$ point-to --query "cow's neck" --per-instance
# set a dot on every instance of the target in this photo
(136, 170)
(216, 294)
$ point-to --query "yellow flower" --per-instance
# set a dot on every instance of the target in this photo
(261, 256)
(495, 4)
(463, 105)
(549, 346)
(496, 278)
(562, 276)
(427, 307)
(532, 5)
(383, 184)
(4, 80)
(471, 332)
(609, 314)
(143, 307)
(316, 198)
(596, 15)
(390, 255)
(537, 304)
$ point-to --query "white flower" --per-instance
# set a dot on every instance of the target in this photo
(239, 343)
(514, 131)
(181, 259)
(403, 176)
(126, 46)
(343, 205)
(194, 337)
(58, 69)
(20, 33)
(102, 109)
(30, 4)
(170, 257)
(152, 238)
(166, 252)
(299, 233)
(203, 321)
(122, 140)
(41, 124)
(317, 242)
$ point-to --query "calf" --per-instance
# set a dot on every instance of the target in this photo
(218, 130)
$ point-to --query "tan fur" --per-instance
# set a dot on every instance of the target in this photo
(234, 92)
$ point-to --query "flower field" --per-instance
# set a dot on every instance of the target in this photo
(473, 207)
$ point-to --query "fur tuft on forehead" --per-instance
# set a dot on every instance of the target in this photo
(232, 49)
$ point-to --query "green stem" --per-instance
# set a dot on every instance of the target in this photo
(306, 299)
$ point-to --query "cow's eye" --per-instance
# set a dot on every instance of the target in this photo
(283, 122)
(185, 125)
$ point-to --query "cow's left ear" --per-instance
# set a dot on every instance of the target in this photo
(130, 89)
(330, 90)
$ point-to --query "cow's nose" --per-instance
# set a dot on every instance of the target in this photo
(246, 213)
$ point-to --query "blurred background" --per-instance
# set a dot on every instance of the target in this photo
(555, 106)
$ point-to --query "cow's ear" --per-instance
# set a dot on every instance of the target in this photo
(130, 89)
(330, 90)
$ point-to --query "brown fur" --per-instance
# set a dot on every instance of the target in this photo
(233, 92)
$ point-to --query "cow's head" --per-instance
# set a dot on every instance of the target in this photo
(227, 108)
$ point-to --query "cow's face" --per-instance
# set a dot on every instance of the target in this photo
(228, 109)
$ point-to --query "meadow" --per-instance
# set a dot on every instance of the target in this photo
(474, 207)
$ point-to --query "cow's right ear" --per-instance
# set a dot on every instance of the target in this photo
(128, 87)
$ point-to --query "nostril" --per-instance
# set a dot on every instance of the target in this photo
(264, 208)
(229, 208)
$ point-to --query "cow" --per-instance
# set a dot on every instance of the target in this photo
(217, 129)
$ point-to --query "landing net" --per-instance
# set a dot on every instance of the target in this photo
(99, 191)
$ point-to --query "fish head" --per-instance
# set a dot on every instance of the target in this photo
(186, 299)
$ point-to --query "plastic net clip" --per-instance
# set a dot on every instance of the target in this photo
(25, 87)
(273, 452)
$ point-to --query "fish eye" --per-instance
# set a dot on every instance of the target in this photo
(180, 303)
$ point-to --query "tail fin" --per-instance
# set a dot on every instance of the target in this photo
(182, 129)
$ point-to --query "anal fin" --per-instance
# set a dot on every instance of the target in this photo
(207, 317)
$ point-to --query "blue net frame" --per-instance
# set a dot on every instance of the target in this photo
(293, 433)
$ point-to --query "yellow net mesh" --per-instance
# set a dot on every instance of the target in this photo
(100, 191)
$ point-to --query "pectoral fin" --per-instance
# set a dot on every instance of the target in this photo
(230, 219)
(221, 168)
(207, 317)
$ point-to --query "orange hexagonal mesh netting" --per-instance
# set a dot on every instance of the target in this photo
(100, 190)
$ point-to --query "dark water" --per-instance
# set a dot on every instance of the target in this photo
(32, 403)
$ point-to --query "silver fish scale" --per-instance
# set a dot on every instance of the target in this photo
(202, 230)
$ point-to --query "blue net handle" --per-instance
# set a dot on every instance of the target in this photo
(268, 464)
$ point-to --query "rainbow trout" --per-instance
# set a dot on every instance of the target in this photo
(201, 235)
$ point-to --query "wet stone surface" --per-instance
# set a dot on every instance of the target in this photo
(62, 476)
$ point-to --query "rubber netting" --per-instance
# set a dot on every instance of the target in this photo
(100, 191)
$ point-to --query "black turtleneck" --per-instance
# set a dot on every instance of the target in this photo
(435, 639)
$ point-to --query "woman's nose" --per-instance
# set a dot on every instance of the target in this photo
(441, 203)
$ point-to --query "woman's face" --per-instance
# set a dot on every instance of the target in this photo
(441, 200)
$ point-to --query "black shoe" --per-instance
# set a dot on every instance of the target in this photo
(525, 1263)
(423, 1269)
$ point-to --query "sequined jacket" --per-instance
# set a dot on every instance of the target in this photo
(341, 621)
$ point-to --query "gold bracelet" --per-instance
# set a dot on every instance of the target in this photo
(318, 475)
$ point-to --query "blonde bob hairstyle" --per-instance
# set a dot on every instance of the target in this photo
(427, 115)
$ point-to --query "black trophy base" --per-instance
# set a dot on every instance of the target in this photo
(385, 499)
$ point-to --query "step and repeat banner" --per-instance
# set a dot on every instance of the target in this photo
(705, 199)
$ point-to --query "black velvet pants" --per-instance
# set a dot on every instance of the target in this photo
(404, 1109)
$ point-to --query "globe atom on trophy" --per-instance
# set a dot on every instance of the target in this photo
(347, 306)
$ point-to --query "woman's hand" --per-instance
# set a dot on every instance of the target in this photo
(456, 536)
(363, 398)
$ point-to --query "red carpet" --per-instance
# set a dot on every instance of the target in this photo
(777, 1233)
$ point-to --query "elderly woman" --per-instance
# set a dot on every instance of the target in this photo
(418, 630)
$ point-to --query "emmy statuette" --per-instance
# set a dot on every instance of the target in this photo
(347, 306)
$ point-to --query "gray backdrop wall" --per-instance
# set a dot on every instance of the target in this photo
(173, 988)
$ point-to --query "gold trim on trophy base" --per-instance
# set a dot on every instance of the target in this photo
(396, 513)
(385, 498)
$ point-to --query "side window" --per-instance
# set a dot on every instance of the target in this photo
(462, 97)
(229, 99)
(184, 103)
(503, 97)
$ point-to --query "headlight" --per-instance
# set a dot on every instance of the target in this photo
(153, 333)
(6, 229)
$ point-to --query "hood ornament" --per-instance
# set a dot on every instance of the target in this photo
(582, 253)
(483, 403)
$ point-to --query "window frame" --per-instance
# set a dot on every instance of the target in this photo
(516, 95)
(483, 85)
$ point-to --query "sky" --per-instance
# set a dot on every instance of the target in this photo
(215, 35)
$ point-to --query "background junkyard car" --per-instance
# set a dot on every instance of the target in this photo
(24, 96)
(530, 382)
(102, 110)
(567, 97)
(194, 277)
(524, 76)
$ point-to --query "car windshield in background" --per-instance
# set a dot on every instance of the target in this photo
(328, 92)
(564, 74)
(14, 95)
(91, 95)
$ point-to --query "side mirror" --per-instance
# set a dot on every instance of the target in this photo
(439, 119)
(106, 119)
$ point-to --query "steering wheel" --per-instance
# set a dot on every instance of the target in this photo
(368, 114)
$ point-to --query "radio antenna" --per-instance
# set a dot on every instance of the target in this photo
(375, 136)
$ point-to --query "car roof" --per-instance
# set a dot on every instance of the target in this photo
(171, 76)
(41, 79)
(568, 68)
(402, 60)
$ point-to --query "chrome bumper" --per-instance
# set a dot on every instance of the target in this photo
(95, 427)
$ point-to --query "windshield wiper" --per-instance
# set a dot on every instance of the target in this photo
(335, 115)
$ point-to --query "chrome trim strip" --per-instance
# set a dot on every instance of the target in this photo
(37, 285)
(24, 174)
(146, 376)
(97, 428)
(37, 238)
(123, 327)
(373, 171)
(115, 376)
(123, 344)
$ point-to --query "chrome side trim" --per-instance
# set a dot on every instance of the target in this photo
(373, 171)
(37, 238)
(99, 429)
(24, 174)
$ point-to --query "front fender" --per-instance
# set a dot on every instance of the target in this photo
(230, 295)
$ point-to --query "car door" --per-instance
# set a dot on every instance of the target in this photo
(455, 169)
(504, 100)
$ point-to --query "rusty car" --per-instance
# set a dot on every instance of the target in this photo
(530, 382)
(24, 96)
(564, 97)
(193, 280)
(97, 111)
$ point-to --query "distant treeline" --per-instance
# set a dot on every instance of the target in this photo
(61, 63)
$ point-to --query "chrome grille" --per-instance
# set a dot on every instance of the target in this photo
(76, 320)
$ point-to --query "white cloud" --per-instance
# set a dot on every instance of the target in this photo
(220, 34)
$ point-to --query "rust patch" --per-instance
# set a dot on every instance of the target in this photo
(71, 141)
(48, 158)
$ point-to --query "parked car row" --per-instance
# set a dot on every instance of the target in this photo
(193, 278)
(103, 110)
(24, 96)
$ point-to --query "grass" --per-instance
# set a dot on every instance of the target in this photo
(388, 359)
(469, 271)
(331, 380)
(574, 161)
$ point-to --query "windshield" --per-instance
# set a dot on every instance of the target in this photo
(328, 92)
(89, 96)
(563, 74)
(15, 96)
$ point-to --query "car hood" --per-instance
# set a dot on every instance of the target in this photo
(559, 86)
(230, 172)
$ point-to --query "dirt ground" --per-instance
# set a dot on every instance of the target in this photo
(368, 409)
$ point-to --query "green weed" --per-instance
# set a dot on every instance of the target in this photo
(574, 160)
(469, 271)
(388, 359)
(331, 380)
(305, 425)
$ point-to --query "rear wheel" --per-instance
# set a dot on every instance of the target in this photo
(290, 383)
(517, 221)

-------------------------

» **TASK PROMPT**: Collect every line in the entries that contains the word "netting".

» **WORKED SOLUTION**:
$ point-to --query "orange hexagonal mesh netting" --per-instance
$ point-to --query "rubber netting" --per-instance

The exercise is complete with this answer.